“Un buen lector es una persona que lee por voluntad propia, lee todos los días”
UN VIAJE MARAVILLOSO
Alfredo Zañudo Mariscal
Siempre me
pregunto por qué a muchas personas no les gusta leer. Y no importa de cual
círculo social se trate, casi nadie lee por gusto o por placer, como menciona
Isabel Solé, o bien, por interés propio.
En la mayoría de
los casos, las personas leen por obligación, porque están estudiando en
cualquier nivel educativo, tienen que participar en clases, entregar tareas o
presentar exámenes.
A través de la lectura
podemos trasladarnos a muchos lugares. En mi caso, el primer contacto que tuve
con los textos literarios fue en la escuela primaria. Recuerdo que, además de
leer los libros de texto, se nos solicitaba aprender tal o cual poesía alusiva
a un personaje o bien, a una fecha histórica y teníamos que recitarla en los
homenajes, frente a maestros y alumnos, quienes ovacionaban al declamador, el
cual adquiría cierta dosis de respeto y admiración, debido a que no cualquier
alumno se atrevía hacerlo porque tenía que decir toda la poesía de memoria.
En ese período
también me tocó leer Fusiles y muñecas,
un poema de Juan de Dios Peza. Me llamó la atención que lo presentaron en la
escuela como un cuadro realista, en el que aparecen los niños Juan y Margot
quienes, con sus juegos, se ubican como personas adultas, pues él, con su
espada desea participar en la guerra, mientras ella con su muñeca asume el
papel de madre.
En la secundaria
leí el poema El brindis del bohemio
de Guillermo Aguirre y Fierro. Además, participé escenificando a quien al personaje
principal. Me gustó mucho interpretar el papel de Arturo, porque me recuerda
las difíciles circunstancias que pasé en mi etapa se estudiante, en la que el
apoyo de mi madre fue decisivo para culminar mi educación profesional.
Otro texto
literario que me atraía es Por qué me
quité del vicio, de Carlos Rivas Larrauri. Me gustaba declamarlo con un
toque de acento indígena que le gustaba al público en aquellos eventos
escolares de antaño.
Posteriormente me
tocó leer Los motivos del lobo, de
Rubén Darío. Este poema nos deja un gran mensaje en el sentido de que la
especie humana, pudiendo vivir en paz con sus semejantes, a través del respeto
a las leyes y de la práctica de valores no lo hace, debido a que privilegian
los intereses personales y de grupo.

Registros en bruto
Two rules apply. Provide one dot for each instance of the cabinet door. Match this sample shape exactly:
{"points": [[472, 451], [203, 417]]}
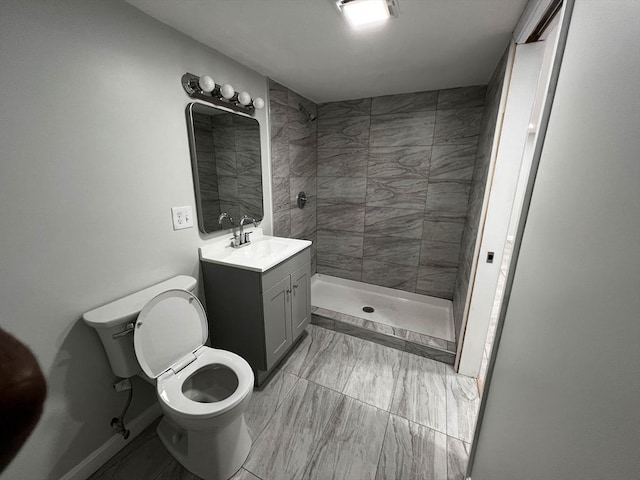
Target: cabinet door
{"points": [[301, 299], [277, 320]]}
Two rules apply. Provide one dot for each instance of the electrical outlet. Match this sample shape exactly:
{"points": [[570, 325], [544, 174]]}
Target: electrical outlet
{"points": [[182, 217]]}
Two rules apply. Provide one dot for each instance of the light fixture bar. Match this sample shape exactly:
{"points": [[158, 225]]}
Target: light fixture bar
{"points": [[367, 12], [206, 89]]}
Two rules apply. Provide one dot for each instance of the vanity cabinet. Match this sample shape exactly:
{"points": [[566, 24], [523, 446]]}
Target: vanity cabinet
{"points": [[258, 315]]}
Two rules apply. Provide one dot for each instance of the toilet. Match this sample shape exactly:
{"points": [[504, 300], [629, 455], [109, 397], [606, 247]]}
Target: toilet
{"points": [[159, 334]]}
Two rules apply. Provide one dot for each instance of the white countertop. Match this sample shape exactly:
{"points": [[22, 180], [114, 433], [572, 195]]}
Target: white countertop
{"points": [[263, 253]]}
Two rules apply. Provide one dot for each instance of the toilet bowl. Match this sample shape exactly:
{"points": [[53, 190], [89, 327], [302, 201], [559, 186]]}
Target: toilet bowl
{"points": [[203, 392]]}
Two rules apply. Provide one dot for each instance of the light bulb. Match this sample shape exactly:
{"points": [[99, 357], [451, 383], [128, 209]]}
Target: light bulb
{"points": [[206, 83], [244, 98], [227, 91]]}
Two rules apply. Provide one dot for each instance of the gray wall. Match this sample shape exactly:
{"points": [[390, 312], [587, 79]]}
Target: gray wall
{"points": [[478, 187], [394, 175], [293, 165], [93, 155], [563, 398]]}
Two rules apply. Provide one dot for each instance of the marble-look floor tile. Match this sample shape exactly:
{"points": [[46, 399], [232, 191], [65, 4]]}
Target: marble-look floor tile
{"points": [[265, 401], [342, 162], [175, 471], [427, 340], [332, 365], [463, 402], [350, 447], [283, 449], [374, 376], [322, 321], [443, 357], [243, 474], [383, 339], [457, 459], [412, 452], [420, 394], [305, 352], [147, 460]]}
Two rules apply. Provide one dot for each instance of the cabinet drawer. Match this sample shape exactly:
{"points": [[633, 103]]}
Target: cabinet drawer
{"points": [[271, 277]]}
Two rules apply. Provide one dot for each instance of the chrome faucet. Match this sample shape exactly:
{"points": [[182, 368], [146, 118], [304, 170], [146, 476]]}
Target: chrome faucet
{"points": [[244, 238], [224, 215]]}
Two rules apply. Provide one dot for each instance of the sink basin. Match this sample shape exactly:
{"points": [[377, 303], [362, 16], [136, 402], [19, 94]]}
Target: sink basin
{"points": [[263, 253]]}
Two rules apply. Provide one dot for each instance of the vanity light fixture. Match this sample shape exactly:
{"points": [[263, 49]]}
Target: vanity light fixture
{"points": [[366, 12], [205, 88]]}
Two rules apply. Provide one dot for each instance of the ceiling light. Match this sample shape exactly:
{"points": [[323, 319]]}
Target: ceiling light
{"points": [[366, 12]]}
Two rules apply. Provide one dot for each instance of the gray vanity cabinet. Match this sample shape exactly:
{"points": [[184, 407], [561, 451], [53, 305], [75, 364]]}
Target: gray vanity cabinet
{"points": [[258, 315]]}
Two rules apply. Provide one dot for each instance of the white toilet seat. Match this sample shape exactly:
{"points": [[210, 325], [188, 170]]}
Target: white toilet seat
{"points": [[170, 384], [169, 337]]}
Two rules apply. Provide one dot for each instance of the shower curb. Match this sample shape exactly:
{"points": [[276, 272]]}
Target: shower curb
{"points": [[398, 338]]}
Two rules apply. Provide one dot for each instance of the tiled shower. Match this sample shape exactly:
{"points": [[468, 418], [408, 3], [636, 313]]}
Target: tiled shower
{"points": [[390, 180]]}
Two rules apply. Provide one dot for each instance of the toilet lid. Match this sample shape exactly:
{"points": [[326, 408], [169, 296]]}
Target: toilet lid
{"points": [[170, 327]]}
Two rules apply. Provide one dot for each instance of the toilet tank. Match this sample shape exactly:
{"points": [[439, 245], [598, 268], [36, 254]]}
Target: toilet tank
{"points": [[114, 323]]}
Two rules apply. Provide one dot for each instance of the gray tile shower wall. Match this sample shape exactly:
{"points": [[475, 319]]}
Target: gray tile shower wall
{"points": [[477, 189], [293, 164], [394, 177]]}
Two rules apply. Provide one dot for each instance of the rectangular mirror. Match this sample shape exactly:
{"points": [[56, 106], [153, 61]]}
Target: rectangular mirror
{"points": [[226, 165]]}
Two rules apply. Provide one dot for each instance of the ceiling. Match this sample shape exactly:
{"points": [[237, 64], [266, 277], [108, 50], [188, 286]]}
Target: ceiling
{"points": [[307, 46]]}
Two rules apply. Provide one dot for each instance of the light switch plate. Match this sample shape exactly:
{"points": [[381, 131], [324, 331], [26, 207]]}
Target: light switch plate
{"points": [[182, 217]]}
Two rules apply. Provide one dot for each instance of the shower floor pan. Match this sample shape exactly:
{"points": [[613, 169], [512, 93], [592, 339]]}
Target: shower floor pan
{"points": [[407, 321]]}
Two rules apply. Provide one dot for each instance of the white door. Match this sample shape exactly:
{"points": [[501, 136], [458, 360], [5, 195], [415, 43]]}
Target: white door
{"points": [[509, 164]]}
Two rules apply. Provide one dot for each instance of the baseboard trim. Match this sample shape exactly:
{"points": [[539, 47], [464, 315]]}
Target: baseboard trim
{"points": [[113, 445]]}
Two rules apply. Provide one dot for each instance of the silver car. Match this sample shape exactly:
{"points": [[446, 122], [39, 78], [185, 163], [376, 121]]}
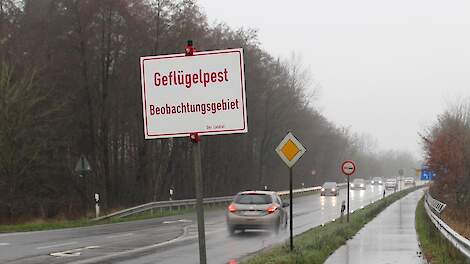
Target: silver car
{"points": [[376, 181], [410, 181], [329, 188], [256, 210], [358, 184], [391, 184]]}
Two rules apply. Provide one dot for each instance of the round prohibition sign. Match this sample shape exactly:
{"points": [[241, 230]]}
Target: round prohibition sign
{"points": [[348, 167]]}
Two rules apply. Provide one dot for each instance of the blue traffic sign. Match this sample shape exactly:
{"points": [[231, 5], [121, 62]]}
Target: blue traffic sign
{"points": [[427, 174]]}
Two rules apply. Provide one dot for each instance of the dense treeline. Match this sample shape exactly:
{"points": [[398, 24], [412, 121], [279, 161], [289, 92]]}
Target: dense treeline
{"points": [[447, 146], [70, 86]]}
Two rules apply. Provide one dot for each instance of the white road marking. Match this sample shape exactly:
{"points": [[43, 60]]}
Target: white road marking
{"points": [[121, 235], [178, 221], [72, 253], [57, 245]]}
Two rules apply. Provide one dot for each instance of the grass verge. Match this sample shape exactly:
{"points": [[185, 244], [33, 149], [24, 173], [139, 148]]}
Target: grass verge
{"points": [[315, 245], [49, 224], [436, 248]]}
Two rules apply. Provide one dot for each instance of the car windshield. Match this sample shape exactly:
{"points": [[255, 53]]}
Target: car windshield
{"points": [[253, 198], [329, 185]]}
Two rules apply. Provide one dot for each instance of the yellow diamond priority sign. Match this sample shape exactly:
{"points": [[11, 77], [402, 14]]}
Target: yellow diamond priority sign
{"points": [[290, 150]]}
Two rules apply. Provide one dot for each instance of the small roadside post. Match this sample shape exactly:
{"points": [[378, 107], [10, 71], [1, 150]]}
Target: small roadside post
{"points": [[348, 168], [400, 173], [97, 205], [290, 150], [83, 168], [194, 94]]}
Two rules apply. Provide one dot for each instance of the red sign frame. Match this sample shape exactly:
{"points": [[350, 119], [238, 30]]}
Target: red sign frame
{"points": [[353, 167]]}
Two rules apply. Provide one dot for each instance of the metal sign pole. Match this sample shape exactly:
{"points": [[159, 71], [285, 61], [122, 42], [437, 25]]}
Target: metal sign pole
{"points": [[291, 215], [198, 181], [347, 216], [196, 152]]}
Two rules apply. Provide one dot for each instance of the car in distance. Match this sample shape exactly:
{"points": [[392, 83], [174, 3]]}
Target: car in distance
{"points": [[358, 184], [410, 181], [391, 183], [329, 188], [256, 210], [377, 181]]}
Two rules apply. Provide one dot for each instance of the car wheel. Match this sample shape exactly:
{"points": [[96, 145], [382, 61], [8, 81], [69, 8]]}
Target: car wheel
{"points": [[231, 230], [277, 226]]}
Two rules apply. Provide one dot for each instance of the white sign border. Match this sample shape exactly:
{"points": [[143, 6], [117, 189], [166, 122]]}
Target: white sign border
{"points": [[302, 150], [187, 133]]}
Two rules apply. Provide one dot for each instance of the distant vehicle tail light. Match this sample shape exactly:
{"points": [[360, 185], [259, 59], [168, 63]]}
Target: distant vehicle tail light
{"points": [[272, 209], [232, 208]]}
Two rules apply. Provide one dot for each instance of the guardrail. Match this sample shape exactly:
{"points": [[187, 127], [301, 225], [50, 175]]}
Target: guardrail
{"points": [[191, 202], [460, 242]]}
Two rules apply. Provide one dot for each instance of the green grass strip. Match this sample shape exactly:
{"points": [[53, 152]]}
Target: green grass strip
{"points": [[436, 248], [317, 244]]}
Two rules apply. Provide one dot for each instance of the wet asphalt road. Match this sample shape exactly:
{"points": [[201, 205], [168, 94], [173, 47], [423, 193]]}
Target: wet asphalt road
{"points": [[389, 238], [167, 240]]}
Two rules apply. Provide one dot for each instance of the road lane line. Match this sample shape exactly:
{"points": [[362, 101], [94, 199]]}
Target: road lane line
{"points": [[72, 252], [181, 238], [57, 245], [121, 235]]}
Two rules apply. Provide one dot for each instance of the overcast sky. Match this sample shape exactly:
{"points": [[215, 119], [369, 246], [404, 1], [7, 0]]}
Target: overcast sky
{"points": [[386, 68]]}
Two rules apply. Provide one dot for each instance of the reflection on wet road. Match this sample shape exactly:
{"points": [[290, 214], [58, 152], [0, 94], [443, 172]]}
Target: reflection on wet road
{"points": [[389, 238]]}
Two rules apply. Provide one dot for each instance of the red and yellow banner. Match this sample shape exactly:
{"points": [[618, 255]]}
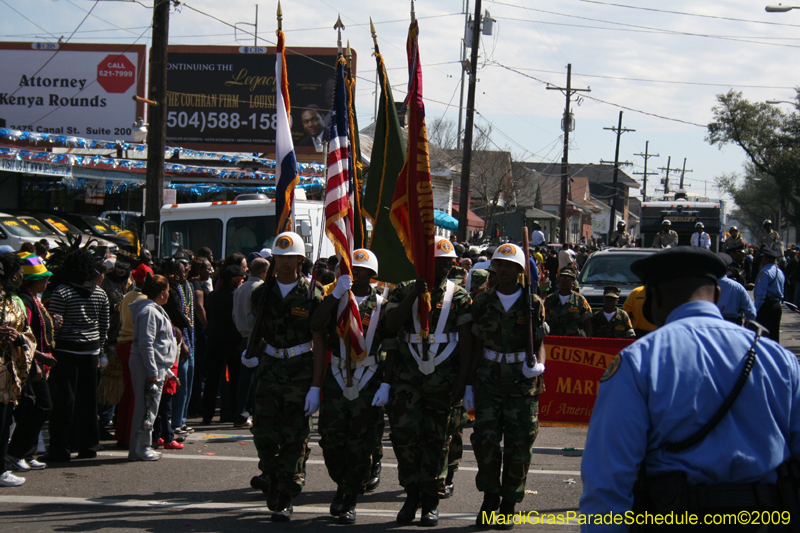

Ejercicios
**A)** Responde las siguientes preguntas según el texto sobre la lectura:
(i) ¿A quién se menciona al hablar de leer por gusto o por placer?
(ii) ¿Qué papel se interpretó al escenificar El brindis del bohemio?
(iii) ¿Quién es el autor de Los motivos del lobo?
**B)** Copia sin cambios el tramo del texto sobre la lectura que va desde "A través de la" hasta "poesía de memoria.".

Soluciones
**A)**
(i) A Isabel Solé.
(ii) El papel de Arturo.
(iii) Rubén Darío.

**B)**
A través de la lectura
podemos trasladarnos a muchos lugares. En mi caso, el primer contacto que tuve
con los textos literarios fue en la escuela primaria. Recuerdo que, además de
leer los libros de texto, se nos solicitaba aprender tal o cual poesía alusiva
a un personaje o bien, a una fecha histórica y teníamos que recitarla en los
homenajes, frente a maestros y alumnos, quienes ovacionaban al declamador, el
cual adquiría cierta dosis de respeto y admiración, debido a que no cualquier
alumno se atrevía hacerlo porque tenía que decir toda la poesía de memoria.